__TEXTAUSZUG__
Dieser Essay geht darum auch weniger rekonstruktiv den historischen oder gegenwärtigen Konfigurationen der beiden Begriffe nach, sondern sucht – im Sinne einer anregenden Lektüreeröffnung – eine Art diskursive Verortung (in) der ebengenannten, stets mitlaufenden Doppelheit pastoraltheologischer Praktiken. Unter „Diskurs“ verstehe ich dabei verkürzt gesagt die Wahrnehmungs-, Denk- und Handlungsbedingtheiten: m. a. W. es geht nicht um das Was, sondern um das Wie, nicht um die Aussage, sondern um die Art und Weise des Aussagens, nicht um die Bedeutung des Was, sondern um die Modalität bzw. Erscheinungsweise des Was.
So wird das heuristische Potential der Praktiken aufgegriffen, die unter Bezeichnungen wie „Pastoral“ und „Seelsorge“ erscheinen. In diesem Zuge könnten auch allegorisierende Verwendungen offengelegt werden, die nicht selten eine Verschleierung (kirchen)politischer Strategien sind. Solche treten beispielsweise offen zutage im pejorativen Gebrauch, der „Pastoral“ und „Seelsorge“ lediglich als nette Anwendungen benutzt oder in die Funktion von Steigbügelhaltern drängt für die hehren, andernorts ausgedachten Prinzipien, die durch sie bloß noch zu akkomodieren oder zu illustrieren wären (Garhammer 2005). Das Problem hierbei ist die Ortsfrage: „Pastoral“ und „Seelsorge“ sind eben nicht als Zielorte, sondern als Fundorte der Theologie zu denken (Haslinger 2015, 386–387). Sie umschreiben jenen diskursiven Raum in actu, in dem Theologie weder vordiskursiv gesetzt ist noch nachträglich korrigierend eingreift, sondern, simultan in Denken und Tun, geschieht, gefunden wird und entsteht. Diese normative Aussage impliziert folgende Fragen: Wer autorisiert den Gebrauch? Von wo aus kritisiere ich den Gebrauch?
Zwischen wissenschaftstheoretischen Strategien und alltagspraktischen Taktiken
Professionalisierung und Alltagsgebrauch scheinen einander zu widerstreiten. Daß „Pastoral“ und „Seelsorge“ spätestens um das Zweite Vatikanische Konzil herum eine wissenschaftstheoretische Professionalisierung erfuhren, wiewohl es im Christentum schon früh erste Professionalisierungstendenzen gab (Schöllgen 1998), ist ebensowenig fraglich, als dass diese mittlerweile abgegeben, zumindest aber mit anderen Disziplinen geteilt worden ist, allen voran mit den im 19. Jh. sich herausbildenden Humanwissenschaften (Certeau 2009). Wer daraus allerdings den Schluss zöge, dass man die strategischen, also institutionell in der Wissenschaft gewonnenen neuen Erkenntnisse und Entwürfe der Praktischen Theologie nun bloß nur noch umzusetzen bräuchte, hat nicht mit den Taktiken der Gläubigen gerechnet. Der Gebrauch schiebt sich dazwischen und so findet sich die Praktische Theologie in einem spannungsreichen Gefüge bzw. vor einer Unterscheidung. Die in der Fachgeschichte herausgearbeitete Spannung zwischen Deskriptivem und Normativem bzw. zwischen Ist und Soll realisiert sich in spätmodernen Ansätzen als Spannung zwischen Praktiken und Aussagen bzw. zwischen Alltagsgebrauch und Epistemik. Im Sinne einer Gretchenfrage formuliert: Nun sag, wie hast du es mit diesen dreien, mit wissenschaftsstrategischer Differenzierung, taktischem Gebrauch und akkomodierender Anleitung?

__GESTELLTE AUFGABE 1__
Zitieren Sie aus dem Textauszug wortgetreu den Abschnitt von „Dieser Essay geht“ bis „Erscheinungsweise des Was.“.
__GESTELLTE AUFGABE 2__
Beantworten Sie anhand des Textauszugs kurz die folgenden Fragen:
(a) Als was sind „Pastoral“ und „Seelsorge“ nicht zu denken, und als was stattdessen?
(b) Um welches Ereignis herum erfuhren „Pastoral“ und „Seelsorge“ spätestens eine wissenschaftstheoretische Professionalisierung?
(c) Mit welchen Disziplinen wurde diese Professionalisierung allen voran geteilt?

__GESPEICHERTE EINTRÄGE__
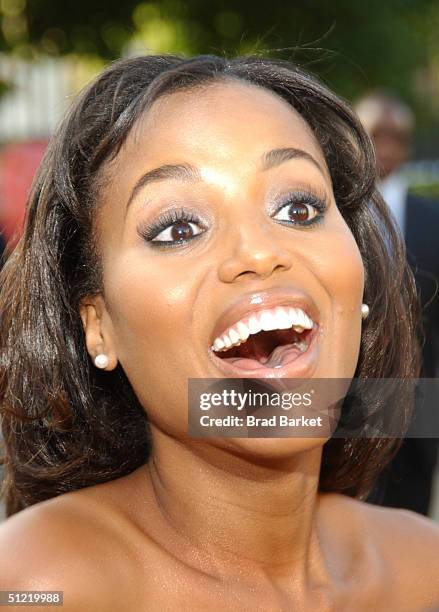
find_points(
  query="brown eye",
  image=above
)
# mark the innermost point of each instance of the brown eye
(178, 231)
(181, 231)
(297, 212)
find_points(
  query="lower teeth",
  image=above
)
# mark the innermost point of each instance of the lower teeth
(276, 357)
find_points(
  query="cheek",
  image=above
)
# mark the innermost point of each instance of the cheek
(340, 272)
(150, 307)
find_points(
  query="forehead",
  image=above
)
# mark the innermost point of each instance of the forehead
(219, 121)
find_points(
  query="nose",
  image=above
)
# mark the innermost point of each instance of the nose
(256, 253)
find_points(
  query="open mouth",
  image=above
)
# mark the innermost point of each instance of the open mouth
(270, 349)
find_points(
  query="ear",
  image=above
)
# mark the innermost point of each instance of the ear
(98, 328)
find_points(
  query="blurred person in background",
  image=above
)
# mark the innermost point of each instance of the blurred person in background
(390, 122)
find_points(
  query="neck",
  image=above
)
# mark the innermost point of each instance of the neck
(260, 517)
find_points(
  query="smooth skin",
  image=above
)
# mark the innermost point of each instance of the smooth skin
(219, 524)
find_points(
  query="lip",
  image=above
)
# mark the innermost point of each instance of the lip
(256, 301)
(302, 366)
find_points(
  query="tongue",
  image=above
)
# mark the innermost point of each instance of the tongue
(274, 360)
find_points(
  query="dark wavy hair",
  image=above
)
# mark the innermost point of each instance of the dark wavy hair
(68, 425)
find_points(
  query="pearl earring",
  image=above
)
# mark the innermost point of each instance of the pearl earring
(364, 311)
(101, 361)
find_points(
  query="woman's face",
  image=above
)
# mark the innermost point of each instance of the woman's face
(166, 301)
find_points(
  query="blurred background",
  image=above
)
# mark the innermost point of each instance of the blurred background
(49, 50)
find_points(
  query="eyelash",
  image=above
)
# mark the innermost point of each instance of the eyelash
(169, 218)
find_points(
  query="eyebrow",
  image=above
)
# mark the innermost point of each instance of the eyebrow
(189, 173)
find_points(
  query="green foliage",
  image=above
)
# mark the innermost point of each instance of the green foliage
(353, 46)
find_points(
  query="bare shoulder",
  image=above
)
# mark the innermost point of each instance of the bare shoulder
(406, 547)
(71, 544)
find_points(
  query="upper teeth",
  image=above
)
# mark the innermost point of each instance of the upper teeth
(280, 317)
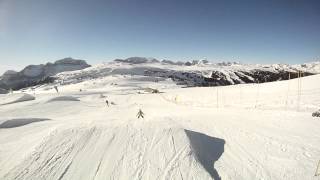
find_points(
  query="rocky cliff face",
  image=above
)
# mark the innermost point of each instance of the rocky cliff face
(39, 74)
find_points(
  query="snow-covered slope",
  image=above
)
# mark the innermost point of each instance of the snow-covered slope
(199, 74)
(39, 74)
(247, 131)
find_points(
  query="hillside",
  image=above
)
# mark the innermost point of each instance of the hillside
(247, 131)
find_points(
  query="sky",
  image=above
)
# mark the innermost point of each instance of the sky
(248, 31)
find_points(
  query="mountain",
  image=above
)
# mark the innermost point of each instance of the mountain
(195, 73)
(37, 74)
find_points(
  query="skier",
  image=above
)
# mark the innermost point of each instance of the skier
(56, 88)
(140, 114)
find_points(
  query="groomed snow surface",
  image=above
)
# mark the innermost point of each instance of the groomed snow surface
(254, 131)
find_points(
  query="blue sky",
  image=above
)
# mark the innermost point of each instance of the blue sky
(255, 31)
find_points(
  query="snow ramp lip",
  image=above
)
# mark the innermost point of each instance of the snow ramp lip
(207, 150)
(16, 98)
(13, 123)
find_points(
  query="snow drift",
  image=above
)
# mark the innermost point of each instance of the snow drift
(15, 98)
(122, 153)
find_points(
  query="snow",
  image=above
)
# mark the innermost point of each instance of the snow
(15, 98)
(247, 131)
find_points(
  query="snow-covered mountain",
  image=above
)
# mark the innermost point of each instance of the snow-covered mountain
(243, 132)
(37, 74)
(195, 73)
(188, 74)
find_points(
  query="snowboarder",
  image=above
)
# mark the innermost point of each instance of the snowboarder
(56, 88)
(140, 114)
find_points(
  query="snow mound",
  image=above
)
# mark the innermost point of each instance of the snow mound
--
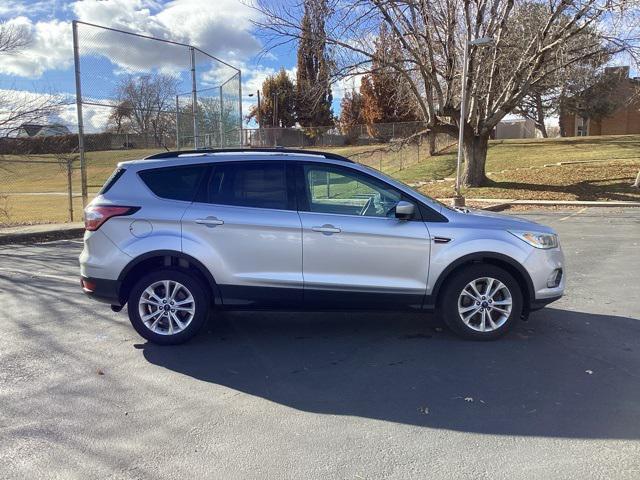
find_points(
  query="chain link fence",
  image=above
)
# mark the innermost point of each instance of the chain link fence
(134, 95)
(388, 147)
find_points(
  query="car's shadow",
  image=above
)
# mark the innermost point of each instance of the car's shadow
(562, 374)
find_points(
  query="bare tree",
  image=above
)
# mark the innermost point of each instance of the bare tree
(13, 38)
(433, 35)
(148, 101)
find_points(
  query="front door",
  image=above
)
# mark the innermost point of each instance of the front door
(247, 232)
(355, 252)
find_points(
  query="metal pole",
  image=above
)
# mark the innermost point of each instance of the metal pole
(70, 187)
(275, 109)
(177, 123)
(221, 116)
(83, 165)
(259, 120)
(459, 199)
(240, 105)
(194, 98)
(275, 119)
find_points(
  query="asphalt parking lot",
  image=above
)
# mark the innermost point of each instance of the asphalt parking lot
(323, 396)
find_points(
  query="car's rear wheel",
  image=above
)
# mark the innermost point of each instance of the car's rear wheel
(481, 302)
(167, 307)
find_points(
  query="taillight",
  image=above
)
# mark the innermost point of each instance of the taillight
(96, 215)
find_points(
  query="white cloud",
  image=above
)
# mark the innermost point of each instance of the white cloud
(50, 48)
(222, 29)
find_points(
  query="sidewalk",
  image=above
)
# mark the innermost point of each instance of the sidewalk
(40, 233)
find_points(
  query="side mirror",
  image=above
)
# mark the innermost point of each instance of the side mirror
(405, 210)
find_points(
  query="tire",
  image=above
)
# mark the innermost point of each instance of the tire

__VOLLSTÄNDIGE ANTWORT 1__
Dieser Essay geht darum auch weniger rekonstruktiv den historischen oder gegenwärtigen Konfigurationen der beiden Begriffe nach, sondern sucht – im Sinne einer anregenden Lektüreeröffnung – eine Art diskursive Verortung (in) der ebengenannten, stets mitlaufenden Doppelheit pastoraltheologischer Praktiken. Unter „Diskurs“ verstehe ich dabei verkürzt gesagt die Wahrnehmungs-, Denk- und Handlungsbedingtheiten: m. a. W. es geht nicht um das Was, sondern um das Wie, nicht um die Aussage, sondern um die Art und Weise des Aussagens, nicht um die Bedeutung des Was, sondern um die Modalität bzw. Erscheinungsweise des Was.

__VOLLSTÄNDIGE ANTWORT 2__
(a) Nicht als Zielorte, sondern als Fundorte der Theologie.
(b) Um das Zweite Vatikanische Konzil.
(c) Mit den im 19. Jh. sich herausbildenden Humanwissenschaften.